# [Exercise instructions]
Please extract every line of the material below that contains the word "clock", and copy each of those lines in full.
>> start
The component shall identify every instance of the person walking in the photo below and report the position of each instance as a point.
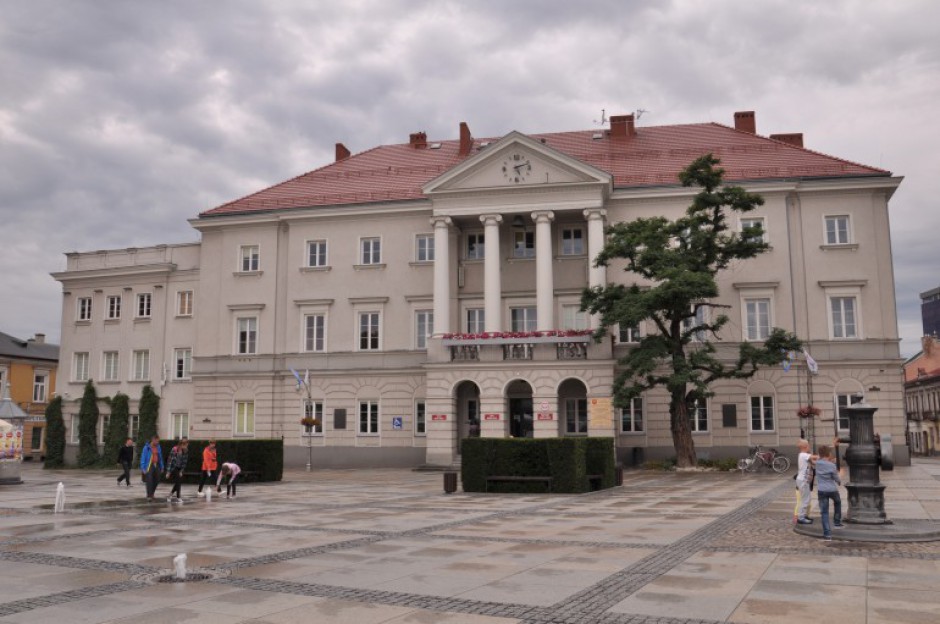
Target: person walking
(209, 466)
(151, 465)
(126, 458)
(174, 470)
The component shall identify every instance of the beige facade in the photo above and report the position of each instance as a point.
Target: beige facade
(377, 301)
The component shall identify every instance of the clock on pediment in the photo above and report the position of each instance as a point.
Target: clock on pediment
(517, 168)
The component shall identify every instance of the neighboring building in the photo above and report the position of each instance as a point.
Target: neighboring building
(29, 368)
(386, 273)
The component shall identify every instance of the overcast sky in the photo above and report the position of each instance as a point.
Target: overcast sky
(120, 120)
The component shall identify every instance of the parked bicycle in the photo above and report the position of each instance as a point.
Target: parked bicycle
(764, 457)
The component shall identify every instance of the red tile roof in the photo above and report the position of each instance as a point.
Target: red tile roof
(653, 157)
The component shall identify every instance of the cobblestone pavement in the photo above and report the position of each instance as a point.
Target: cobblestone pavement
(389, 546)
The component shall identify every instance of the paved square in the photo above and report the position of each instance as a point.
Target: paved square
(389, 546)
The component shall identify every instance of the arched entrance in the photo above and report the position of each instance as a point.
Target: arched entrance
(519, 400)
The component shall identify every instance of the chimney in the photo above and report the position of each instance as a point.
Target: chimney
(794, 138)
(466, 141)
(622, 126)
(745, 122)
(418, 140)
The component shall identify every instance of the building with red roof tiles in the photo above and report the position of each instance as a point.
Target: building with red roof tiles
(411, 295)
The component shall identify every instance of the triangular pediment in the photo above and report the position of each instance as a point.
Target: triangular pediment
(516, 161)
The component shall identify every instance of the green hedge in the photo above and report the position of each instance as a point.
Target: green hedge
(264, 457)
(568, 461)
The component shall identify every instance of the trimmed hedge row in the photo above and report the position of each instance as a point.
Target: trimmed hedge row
>> end
>> start
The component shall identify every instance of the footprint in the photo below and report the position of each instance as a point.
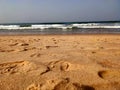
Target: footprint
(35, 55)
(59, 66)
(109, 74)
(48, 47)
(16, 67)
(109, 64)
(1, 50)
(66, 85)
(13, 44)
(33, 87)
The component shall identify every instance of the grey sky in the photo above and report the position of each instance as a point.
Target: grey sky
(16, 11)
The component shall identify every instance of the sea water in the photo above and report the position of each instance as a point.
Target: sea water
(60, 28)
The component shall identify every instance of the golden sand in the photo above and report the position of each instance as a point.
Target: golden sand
>> end
# [In response]
The component shall identify every instance of the clock on pediment in the photo above and report the position of each instance as a point.
Target: clock on pediment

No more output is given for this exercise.